Natural-language object grounding data:

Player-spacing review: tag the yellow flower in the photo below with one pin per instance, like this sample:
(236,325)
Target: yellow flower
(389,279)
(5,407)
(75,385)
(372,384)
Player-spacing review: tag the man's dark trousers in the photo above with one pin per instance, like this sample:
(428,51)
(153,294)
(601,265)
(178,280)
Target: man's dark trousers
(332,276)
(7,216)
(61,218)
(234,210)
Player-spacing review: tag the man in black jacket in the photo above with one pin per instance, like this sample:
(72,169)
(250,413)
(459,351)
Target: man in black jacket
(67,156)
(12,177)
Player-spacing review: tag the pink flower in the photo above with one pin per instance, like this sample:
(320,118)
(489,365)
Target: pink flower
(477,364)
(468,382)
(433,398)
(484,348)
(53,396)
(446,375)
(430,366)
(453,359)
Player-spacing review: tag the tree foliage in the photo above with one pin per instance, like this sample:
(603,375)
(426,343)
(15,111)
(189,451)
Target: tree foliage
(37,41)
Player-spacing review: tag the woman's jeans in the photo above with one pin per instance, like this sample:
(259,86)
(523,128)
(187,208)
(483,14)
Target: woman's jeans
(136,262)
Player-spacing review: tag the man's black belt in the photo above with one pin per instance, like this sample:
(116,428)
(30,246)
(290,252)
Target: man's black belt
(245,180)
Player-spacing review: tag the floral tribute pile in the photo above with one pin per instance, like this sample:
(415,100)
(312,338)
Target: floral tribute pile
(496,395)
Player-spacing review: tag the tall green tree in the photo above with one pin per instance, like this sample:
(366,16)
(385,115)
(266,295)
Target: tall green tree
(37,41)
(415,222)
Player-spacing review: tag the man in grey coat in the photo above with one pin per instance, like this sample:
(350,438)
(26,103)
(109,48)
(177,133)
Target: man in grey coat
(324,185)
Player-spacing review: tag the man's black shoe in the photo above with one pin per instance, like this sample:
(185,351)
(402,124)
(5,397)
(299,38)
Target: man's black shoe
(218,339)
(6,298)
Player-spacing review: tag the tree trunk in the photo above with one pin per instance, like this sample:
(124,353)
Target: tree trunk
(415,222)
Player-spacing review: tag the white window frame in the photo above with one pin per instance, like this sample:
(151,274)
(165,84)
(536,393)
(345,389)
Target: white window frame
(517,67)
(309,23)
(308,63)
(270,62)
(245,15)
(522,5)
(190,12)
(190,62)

### What this task involves
Having read the entries above, restate them all word for word.

### Completed exercise
Player-spacing review: tag the yellow flower in the photo below with one pin per instance, like this sample:
(236,325)
Target: yellow flower
(389,279)
(5,407)
(75,385)
(372,384)
Player-spacing review: tag the man's dark trousers in the photo above with one pin per instance, like this sample:
(428,51)
(153,294)
(601,265)
(178,280)
Target: man's dark trousers
(332,276)
(7,216)
(61,218)
(234,210)
Player-spacing review: tag the man in black jacket in the photo above with one pin per instance, like this sample:
(72,169)
(250,413)
(459,351)
Target: man in black jacket
(67,156)
(12,177)
Player-spacing review: tag the pink flower in the photo above with one pin per instance, like this sample:
(320,118)
(489,365)
Target: pink flower
(477,364)
(468,382)
(433,398)
(484,348)
(53,396)
(446,375)
(430,366)
(453,359)
Player-spacing review: tag the tree foliage in the photo above with one pin per instance, like this sample:
(603,375)
(426,343)
(15,111)
(189,451)
Target: tree foliage
(37,41)
Player-spacing review: tag the woman's jeans in the photo above with one pin per instance, like this sample:
(259,86)
(523,128)
(187,208)
(483,14)
Target: woman's jeans
(136,262)
Player-spacing review: tag the man's black belt in the photo above with one pin per instance, like this sample:
(116,428)
(30,246)
(290,252)
Target: man's black belt
(245,180)
Player-spacing review: tag the floral tribute pile in the photo above with one pin per instance, like this sample:
(415,100)
(312,338)
Target: floral tribute pile
(496,395)
Player-spacing review: tag the tall green tree in the photo above with one pin per instance, like this sample:
(366,16)
(385,115)
(266,295)
Target: tall green tree
(37,41)
(415,222)
Player-spacing review: tag the man in grey coat in the photo above with one pin per instance, like this sample:
(350,438)
(26,103)
(109,48)
(177,133)
Target: man in grey coat
(324,185)
Player-spacing review: tag the man's black shoe in the photo above with one pin per instance, like this sample:
(185,351)
(402,124)
(5,397)
(299,38)
Target: man's black shoe
(218,339)
(6,298)
Player-spacing review: tag the tree trunk in the photo above with one pin per instance, like this sample:
(124,353)
Target: tree trunk
(415,222)
Player-spacing review: tag the white window frame in the photo above with one pin per instance, like this sample:
(151,274)
(165,84)
(536,393)
(345,389)
Target: white window frame
(517,67)
(309,23)
(308,63)
(270,62)
(245,15)
(522,5)
(190,12)
(190,62)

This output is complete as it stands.